* **TASK GOAL**: Please reproduce, word for word, the stretch of the records from the line containing "Here's a bet: you won't be able to pinpoint the bouquet" through the line containing "149 88 174 156", including both of those lines.

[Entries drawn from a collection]
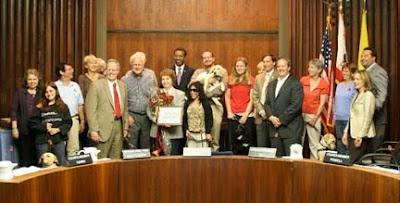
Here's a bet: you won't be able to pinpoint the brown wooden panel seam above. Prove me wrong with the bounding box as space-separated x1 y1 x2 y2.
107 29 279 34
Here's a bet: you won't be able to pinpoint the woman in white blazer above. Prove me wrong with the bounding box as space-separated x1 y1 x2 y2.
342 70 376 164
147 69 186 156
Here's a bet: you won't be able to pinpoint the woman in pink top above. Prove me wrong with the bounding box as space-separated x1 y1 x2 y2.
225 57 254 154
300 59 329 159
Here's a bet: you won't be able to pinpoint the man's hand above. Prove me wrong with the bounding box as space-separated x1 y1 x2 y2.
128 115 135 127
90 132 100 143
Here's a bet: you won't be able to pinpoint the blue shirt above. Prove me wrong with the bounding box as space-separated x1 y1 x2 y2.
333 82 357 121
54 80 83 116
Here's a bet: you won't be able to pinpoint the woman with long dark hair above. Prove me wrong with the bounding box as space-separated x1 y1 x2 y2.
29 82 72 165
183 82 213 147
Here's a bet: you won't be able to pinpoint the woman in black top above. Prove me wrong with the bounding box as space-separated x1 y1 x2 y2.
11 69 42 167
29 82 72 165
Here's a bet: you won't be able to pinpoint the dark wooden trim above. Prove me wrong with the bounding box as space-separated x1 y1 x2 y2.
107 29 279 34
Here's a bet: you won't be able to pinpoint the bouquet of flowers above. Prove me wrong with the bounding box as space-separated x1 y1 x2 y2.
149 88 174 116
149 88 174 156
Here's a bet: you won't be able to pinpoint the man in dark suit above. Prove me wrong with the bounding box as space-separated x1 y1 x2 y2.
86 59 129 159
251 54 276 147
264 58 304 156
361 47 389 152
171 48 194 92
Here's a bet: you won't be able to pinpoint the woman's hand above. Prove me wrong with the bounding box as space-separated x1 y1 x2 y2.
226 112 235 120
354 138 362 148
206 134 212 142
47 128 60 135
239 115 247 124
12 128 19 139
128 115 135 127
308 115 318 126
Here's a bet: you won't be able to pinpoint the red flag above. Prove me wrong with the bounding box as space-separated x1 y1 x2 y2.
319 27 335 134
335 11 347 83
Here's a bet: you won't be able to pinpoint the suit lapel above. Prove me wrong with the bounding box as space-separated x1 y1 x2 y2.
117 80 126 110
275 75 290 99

* **COMPLETE OUTPUT**:
Here's a bet: you won't be able to pinpoint the bouquet of flowers above. Prove me wrong with the bounding box as space-separated x1 y1 x2 y2.
149 88 174 116
149 88 174 156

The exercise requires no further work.